■ What is required ■
Could you restate word for word every line from the one containing "the fielder's arm" to the end of the records, and nothing else?
START Task material
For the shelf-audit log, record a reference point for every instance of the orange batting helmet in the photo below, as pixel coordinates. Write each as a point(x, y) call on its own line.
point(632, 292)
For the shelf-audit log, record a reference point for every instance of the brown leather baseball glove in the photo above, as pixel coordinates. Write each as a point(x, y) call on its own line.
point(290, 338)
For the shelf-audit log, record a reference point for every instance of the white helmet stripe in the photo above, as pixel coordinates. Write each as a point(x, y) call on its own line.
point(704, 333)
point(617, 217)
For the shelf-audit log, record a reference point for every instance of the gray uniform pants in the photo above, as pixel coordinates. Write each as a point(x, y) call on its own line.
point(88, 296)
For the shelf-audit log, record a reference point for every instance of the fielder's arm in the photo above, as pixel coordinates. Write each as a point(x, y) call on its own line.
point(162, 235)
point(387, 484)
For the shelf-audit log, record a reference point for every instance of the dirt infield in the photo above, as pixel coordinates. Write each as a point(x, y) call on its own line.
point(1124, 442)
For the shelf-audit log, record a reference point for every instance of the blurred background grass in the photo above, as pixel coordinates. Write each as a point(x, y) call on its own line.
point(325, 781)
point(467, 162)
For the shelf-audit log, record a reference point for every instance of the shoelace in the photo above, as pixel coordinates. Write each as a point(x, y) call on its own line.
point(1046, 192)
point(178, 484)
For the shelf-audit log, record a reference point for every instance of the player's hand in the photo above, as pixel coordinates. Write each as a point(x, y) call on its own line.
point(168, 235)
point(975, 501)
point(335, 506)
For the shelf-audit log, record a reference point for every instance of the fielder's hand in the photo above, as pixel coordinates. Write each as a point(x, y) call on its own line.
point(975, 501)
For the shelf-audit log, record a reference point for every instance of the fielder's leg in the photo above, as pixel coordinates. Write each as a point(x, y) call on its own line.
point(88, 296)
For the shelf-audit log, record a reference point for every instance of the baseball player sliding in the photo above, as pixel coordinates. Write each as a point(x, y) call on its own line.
END Task material
■ Exercise result ■
For the shelf-audit log, record a reference point for every instance of the fielder's arm in the photo above, as pixel coordinates. Write each as a point(x, y) call on its own line.
point(162, 235)
point(387, 484)
For the shelf-audit log, record a reference point for every instance of the dirt infield in the photo above, as pixel coordinates. Write each as a point(x, y) call on its own line.
point(1124, 442)
For the shelf-audit log, record a reference point for every instance of the blurred background grass in the photo above, as pixel coordinates. Write each as a point(x, y) call on its own line.
point(325, 781)
point(467, 162)
For the shelf-audit log, record a reference point for every instance of the shoelace in the photo above, as pixel coordinates. Write each as a point(x, y) call on its own line.
point(1046, 192)
point(178, 484)
For the shelf-audit log, record a reference point for every instance of the player's hand in the photo above, as pixel coordinates. Write each as a point(x, y) call on its own line.
point(168, 235)
point(975, 501)
point(335, 506)
For the shelf-audit log, record a reference point for every instance of the fielder's hand in the photo above, as pixel coordinates. Write each as a point(x, y) call on its own line.
point(975, 501)
For the shelf-audit log, record a reference point for every instance of the fielder's leg in the photo above, as pixel coordinates. Write each as a point(x, y) call on its own line.
point(88, 296)
For the shelf-audit log, record a reference point for every instance of the baseball player sliding in the photo above, as pixel coordinates. Write each as a point(x, y) call on its own line.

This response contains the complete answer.